Can you put each line of the records below into a JSON list of strings, one string per line, with blank lines skipped and the pictures left out?

Pointing dataset excerpts:
· · ·
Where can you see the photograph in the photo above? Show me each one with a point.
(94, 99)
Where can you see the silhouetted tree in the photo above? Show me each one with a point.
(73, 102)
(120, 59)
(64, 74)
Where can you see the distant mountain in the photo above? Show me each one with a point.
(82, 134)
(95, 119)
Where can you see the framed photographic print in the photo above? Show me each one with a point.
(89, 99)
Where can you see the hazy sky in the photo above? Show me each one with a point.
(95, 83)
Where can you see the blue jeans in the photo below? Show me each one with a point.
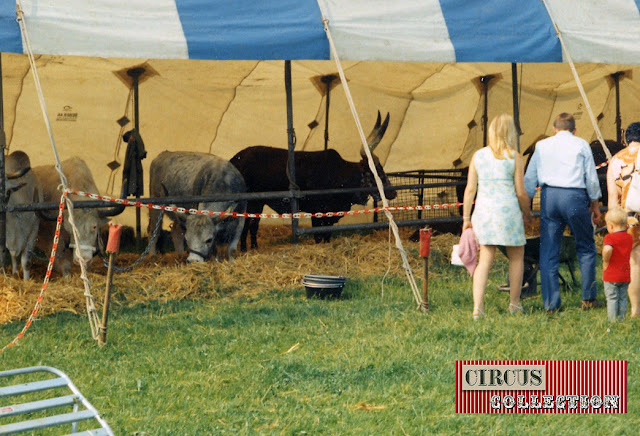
· · ·
## Answer to this task
[
  "Where can you see the photograph in the photo above? Show me each one with a point.",
  "(94, 99)",
  "Where can you see the silhouetted tree in the photo above? Show me each one with a point.",
  "(73, 102)",
  "(120, 59)",
  "(64, 74)",
  "Where can you see the distant mountain in the photo above? Show me each one with a point.",
  "(82, 134)",
  "(95, 119)",
  "Where can you see the framed photographic print in the photo above? Show me each one with a point.",
  "(89, 99)",
  "Where can you see the hazy sky in the photo above? Show me each one with a point.",
  "(95, 83)",
  "Where can you see the blue jeans in the photo below? Show me each one with a point."
]